Copy the listing below line for line, changing nothing.

**** Items ****

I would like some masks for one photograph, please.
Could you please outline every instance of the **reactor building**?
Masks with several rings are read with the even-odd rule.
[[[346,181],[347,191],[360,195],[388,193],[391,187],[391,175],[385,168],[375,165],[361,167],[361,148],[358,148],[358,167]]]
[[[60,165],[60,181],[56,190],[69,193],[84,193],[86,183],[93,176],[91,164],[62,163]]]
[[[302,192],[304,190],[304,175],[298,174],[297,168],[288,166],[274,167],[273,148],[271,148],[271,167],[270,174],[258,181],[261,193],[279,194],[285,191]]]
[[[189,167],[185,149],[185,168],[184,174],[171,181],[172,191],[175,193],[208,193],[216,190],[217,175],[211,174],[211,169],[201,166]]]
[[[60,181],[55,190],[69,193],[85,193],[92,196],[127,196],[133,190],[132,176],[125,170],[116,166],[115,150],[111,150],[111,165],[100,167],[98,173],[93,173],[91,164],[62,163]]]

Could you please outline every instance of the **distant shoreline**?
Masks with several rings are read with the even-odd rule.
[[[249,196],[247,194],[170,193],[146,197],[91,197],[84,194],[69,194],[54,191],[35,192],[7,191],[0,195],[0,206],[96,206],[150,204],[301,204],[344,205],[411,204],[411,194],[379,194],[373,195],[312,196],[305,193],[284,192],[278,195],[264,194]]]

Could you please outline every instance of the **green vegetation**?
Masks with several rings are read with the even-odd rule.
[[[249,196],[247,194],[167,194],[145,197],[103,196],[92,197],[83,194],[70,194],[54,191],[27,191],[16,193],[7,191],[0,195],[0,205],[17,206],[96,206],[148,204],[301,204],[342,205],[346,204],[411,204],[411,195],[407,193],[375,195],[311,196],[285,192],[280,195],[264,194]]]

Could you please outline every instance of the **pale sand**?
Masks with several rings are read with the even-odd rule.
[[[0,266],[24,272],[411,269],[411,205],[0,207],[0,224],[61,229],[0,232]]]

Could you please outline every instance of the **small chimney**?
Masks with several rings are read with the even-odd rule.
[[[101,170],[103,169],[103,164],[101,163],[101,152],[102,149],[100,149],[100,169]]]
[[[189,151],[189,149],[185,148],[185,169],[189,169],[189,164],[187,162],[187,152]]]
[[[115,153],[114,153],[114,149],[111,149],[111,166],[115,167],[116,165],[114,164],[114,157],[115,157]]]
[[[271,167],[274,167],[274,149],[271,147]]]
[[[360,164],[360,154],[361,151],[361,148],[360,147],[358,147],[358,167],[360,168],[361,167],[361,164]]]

****

Task response:
I would like some masks for one photograph, please.
Could you please outline every instance of the **reactor building**?
Masks with several rings are read with the even-odd rule.
[[[346,181],[347,191],[360,195],[388,193],[391,187],[391,175],[385,168],[375,165],[361,167],[361,148],[358,148],[358,167]]]
[[[60,165],[60,181],[56,190],[69,193],[84,193],[86,183],[93,176],[91,164],[62,163]]]
[[[302,192],[304,190],[304,175],[298,174],[297,168],[288,166],[274,167],[273,148],[271,148],[271,167],[270,174],[258,181],[261,193],[279,194],[285,191]]]
[[[189,167],[185,149],[185,168],[184,174],[171,181],[172,191],[175,193],[208,193],[216,190],[217,175],[211,174],[211,169],[201,166]]]
[[[60,181],[55,190],[69,193],[85,193],[92,196],[127,196],[133,190],[132,176],[125,170],[116,166],[115,150],[111,150],[111,165],[100,167],[98,173],[93,173],[91,164],[62,163]]]

Could you please outline every instance of the **distant shoreline**?
Masks with several rings are read with the even-odd rule.
[[[249,196],[247,194],[170,193],[146,197],[91,197],[84,194],[69,194],[54,191],[35,192],[7,191],[0,195],[0,206],[96,206],[150,204],[301,204],[344,205],[411,204],[411,194],[379,194],[373,195],[312,196],[305,193],[284,192],[278,195],[264,194]]]

Could you please outline every instance of the **green vegetation**?
Masks with several rings are read with the even-odd rule.
[[[249,196],[247,194],[167,194],[145,197],[103,196],[92,197],[83,194],[70,194],[54,191],[27,191],[16,193],[7,191],[0,195],[0,205],[17,206],[96,206],[148,204],[301,204],[342,205],[346,204],[411,204],[411,195],[407,193],[375,195],[311,196],[285,192],[280,195],[264,194]]]

Could you please outline every instance of the **pale sand**?
Masks with several rings are read with the even-odd rule.
[[[0,266],[24,272],[411,269],[411,205],[0,207],[0,224],[61,229],[0,232]]]

Could you please outline every instance of the **small chimney**?
Masks with several rings are read with the even-odd rule.
[[[101,170],[103,169],[103,164],[101,163],[101,152],[102,149],[100,149],[100,169]]]
[[[189,151],[189,149],[185,148],[185,169],[189,169],[189,164],[187,162],[187,152]]]
[[[115,153],[114,153],[114,149],[111,149],[111,166],[115,167],[116,165],[114,164],[114,157],[115,157]]]
[[[271,167],[274,167],[274,149],[271,147]]]
[[[360,164],[360,154],[361,151],[361,148],[360,147],[358,147],[358,167],[360,168],[361,167],[361,164]]]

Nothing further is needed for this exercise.